## TASK DIRECTIONS
Print out each entry below exactly, please.

## MATERIAL PROVIDED
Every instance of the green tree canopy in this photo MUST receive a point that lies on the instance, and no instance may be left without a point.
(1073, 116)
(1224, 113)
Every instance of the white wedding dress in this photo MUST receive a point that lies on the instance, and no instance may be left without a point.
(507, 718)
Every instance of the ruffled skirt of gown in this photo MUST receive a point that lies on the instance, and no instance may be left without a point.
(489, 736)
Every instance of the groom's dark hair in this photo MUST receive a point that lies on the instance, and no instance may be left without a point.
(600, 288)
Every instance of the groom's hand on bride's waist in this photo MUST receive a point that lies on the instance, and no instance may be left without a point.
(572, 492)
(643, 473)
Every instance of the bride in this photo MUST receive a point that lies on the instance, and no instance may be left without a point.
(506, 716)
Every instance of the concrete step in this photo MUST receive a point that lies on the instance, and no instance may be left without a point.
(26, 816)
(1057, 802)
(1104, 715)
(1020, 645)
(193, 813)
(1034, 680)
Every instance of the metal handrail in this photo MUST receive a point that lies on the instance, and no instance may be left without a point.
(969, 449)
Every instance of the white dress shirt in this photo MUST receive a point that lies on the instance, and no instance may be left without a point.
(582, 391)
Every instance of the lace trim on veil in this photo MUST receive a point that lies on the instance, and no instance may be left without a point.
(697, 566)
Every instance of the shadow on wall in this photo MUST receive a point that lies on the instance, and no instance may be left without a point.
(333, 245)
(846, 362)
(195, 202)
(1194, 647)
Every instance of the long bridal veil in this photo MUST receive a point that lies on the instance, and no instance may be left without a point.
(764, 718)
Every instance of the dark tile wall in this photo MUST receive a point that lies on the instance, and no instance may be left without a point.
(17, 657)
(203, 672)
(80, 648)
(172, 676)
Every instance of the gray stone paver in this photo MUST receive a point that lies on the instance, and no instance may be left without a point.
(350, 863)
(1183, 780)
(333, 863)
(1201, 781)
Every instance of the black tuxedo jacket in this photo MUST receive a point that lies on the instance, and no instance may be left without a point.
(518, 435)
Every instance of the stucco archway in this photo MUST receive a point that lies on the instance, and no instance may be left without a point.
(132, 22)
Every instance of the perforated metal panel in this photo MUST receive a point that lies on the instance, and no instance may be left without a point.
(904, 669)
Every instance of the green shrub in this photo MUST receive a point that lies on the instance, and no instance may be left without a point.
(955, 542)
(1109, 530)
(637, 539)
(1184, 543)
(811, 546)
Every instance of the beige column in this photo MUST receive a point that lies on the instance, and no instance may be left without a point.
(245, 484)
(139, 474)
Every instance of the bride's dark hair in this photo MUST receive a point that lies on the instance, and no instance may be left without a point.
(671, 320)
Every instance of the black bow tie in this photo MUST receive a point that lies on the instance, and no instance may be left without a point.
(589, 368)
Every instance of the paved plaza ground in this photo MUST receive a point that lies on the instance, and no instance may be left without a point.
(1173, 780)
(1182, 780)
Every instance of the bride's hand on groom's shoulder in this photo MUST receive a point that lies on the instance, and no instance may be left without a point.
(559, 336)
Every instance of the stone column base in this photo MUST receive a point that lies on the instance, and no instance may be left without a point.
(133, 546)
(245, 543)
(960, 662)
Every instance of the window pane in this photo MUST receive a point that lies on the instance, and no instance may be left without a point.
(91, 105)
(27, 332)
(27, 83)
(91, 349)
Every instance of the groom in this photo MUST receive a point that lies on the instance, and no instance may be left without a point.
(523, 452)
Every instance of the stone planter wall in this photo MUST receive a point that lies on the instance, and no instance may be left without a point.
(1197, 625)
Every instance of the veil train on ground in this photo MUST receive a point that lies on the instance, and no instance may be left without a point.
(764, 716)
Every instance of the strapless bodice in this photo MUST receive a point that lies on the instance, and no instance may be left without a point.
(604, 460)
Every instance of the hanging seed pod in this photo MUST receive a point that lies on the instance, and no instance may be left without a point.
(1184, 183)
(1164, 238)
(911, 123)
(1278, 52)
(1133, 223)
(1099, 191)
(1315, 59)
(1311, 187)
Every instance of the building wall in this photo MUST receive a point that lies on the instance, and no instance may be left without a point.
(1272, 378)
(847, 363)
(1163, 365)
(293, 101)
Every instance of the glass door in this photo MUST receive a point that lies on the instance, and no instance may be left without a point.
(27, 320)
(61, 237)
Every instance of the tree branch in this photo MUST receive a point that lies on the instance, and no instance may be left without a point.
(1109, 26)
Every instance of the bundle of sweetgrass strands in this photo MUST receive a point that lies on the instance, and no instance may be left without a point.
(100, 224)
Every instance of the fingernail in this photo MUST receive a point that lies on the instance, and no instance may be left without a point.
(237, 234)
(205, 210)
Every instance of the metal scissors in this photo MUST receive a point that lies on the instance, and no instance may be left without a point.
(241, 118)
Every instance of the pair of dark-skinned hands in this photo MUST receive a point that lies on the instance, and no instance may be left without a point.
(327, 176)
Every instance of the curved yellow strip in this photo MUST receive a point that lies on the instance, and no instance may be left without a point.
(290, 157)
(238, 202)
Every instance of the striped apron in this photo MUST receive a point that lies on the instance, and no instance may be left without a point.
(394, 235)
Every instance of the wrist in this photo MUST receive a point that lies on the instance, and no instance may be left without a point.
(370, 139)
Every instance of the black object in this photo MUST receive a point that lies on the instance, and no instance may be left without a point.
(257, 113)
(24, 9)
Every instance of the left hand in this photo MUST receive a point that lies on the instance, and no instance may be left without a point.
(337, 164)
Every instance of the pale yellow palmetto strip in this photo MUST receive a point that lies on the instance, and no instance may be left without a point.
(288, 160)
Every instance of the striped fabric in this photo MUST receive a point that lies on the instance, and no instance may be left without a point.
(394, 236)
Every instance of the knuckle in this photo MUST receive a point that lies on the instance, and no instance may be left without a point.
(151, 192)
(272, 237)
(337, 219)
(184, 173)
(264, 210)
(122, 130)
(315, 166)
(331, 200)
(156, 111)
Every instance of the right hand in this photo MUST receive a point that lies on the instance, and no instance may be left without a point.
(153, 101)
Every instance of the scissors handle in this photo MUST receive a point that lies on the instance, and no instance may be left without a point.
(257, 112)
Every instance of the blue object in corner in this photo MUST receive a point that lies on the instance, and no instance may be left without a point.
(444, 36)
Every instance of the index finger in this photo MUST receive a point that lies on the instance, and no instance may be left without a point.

## RESPONSE TO THIS EXERCISE
Every instance of the green tree canopy in this photo MUST receive a point that lies on the instance, and no instance may be left without a point.
(1073, 116)
(1224, 113)
Every instance of the white wedding dress in this photo MUST receive a point that lies on the instance, and no instance may be left without a point.
(507, 718)
Every instance of the ruffled skirt of gown in this photo MUST receive a point that lies on the instance, and no instance may be left without a point.
(489, 736)
Every instance of the groom's dark hair in this photo MUST receive a point that lies on the instance, and no instance may be left without a point.
(600, 288)
Every instance of the groom's hand on bride's waist in this photo MUST receive a point that lies on the instance, and no instance may be left without a point.
(572, 492)
(643, 473)
Every instance of the bride in this photo MUST receive a point that lies on the instance, and no instance may be left without a point.
(506, 716)
Every instance of the concrete step in this photo MUST receive a point that lies on the instance, and no instance may be left without a point.
(26, 816)
(1057, 802)
(1104, 715)
(1020, 645)
(193, 813)
(1034, 680)
Every instance of the metal handrail in this photo MUST receive a point that lies on the instance, and no instance may be left without a point.
(969, 449)
Every instance of the white dress shirt in this photo MUST receive a point that lies on the instance, and no instance may be left without a point.
(582, 391)
Every instance of the lace trim on veil in this photo MUST receive a point that lies on the instance, and no instance may be left without a point.
(697, 566)
Every instance of the shadow on wall in this photo MUST receive a point that lies on the instance, and no instance may be left without a point.
(333, 245)
(846, 362)
(195, 202)
(1194, 647)
Every instance of the long bridal veil in this photo MUST receive a point that lies on the instance, and no instance may be left without a point.
(764, 718)
Every instance of the dark tile wall in this photo MUST receive a point that lies on the instance, and no instance may be left without a point.
(17, 657)
(203, 672)
(80, 648)
(172, 676)
Every instance of the gray stone paver in this photo MUST receive a point that lies on the instance, and no instance may be left without a point.
(350, 863)
(1183, 780)
(333, 863)
(1201, 781)
Every instance of the black tuxedo jacket in this photo MUST receive a point that lies on the instance, and no instance may be left without a point.
(518, 435)
Every instance of the stucco archway in this photo MUST receive a point that lies on the instance, and no instance may be left without a point.
(132, 22)
Every instance of the perforated metal panel in this photo MUST receive a point that lies on the instance, and no instance may be left without a point.
(904, 669)
Every instance of the green shrub in this photo MUST receive a point that lies on the instance, and no instance may be left without a point.
(955, 542)
(1109, 530)
(637, 539)
(1184, 543)
(811, 546)
Every instance of the beige column in this photo MUST receive a point that lies on the instance, and no instance may be left without a point.
(245, 484)
(139, 474)
Every instance of the bride's dark hair in this photo MUST receive a point that lies on the instance, and no instance may be left without a point.
(671, 320)
Every instance of the black bow tie in this photo MUST receive a point that lies on the instance, and no instance may be left without a point.
(589, 368)
Every instance of the paved plaza ground in this photo MUST receive a point that lies on the instance, and no instance may be left without a point.
(1173, 780)
(1182, 780)
Every instance of the bride's hand on groom's shoulder in this photo MUST receive a point that lies on the instance, and no instance may be left without a point.
(559, 336)
Every instance of the stone column base in this photo MUST receive a point that lies on the instance, and no instance may be left without a point.
(133, 546)
(245, 543)
(960, 662)
Every instance of the window pane in this photo MUST receive a point that lies on the instance, and no instance may be left without a point.
(91, 105)
(27, 332)
(27, 83)
(91, 349)
Every instance of the groom in this photo MUST receive a point that lies on the instance, and no instance may be left without a point.
(523, 452)
Every instance of the stone planter wall in this photo MUST receive a point that lies on the instance, and no instance may be left without a point.
(1197, 625)
Every instance of the veil train on ground in this photo MUST receive a point that lies on the instance, and no instance may be left without a point.
(764, 716)
Every instance of the strapless bodice in this photo MUST receive a point that lies on the instance, and no instance may be left without a point.
(604, 460)
Every instance of the hanging seed pod in this photo MUST receive a point that lies on the instance, and no instance may be left without a point.
(1184, 183)
(1164, 238)
(911, 123)
(1278, 52)
(1133, 223)
(1099, 191)
(1315, 59)
(1311, 187)
Every instance of the building wall in this photo MUST receive a point that lies on the instance, and no instance may be left without a point.
(1272, 378)
(847, 363)
(1163, 365)
(293, 101)
Every instance of the glass door in this photo MUST receive a point that lies on the instance, and no instance may be left without a point.
(27, 320)
(61, 237)
Every instance of the tree branch in this photo MUST receive a point that lies on the instance, and no instance may be left without a point.
(1109, 26)
Every instance of the bundle of sweetgrass strands in this photo MUST receive a point that lies on the instance, and no instance may be left without a point.
(100, 224)
Every instance of the fingernail in this photo MUST receive a point that lies on the instance, and no instance may be left without a point.
(237, 234)
(205, 210)
Every instance of the metal scissors in this photo MUST receive a point that lies on the instance, and no instance may be left without a point.
(241, 118)
Every instance of the pair of dark-skinned hands in this photo MUST receive a point that lies on the instance, and no instance may be left without a point.
(327, 176)
Every instance of the curved yellow strip in this photo MUST receive a point that lies on the instance, and no instance may be left without a point.
(290, 157)
(238, 202)
Every instance of the striped apron in this photo MUST receive a point that lies on the instance, and no instance may be left without a point.
(394, 235)
Every instance of the wrist in this photo MUST receive a point that lies on the instance, and no instance may be left without a point.
(370, 139)
Every instance of the black object in this photo MUST receive a point that lies on the instance, and no instance may be left without a point.
(257, 113)
(24, 9)
Every instance of the left hand in this photo MUST receive a point that lies on the instance, and no instance may be left without a point.
(337, 164)
Every instance of the pale yellow palmetto strip in this photo MUST receive a point that lies on the instance, and no instance may be left without a point.
(288, 160)
Every instance of the striped fabric in this photo MUST receive a point that lies on the instance, and no instance may be left without a point.
(394, 236)
Every instance of the knuckle in this photo MUST receive a point that lies on the instance, and no instance may be left without a point.
(151, 192)
(272, 237)
(337, 219)
(184, 173)
(264, 210)
(122, 130)
(315, 166)
(331, 200)
(156, 111)
Every instance of the right hand in this photo MUST receive a point that lies on the instance, and no instance may be left without a point.
(153, 101)
Every instance of the scissors handle in this photo MUST receive a point that lies on the instance, and no instance may be left without a point.
(257, 112)
Every instance of the blue object in corner in this photo MUST receive a point that lies on the instance, and no instance may be left without a point.
(444, 36)
Every instance of the index finger in this photo MUST receive a point that lies on the instance, and no instance may be left without a point.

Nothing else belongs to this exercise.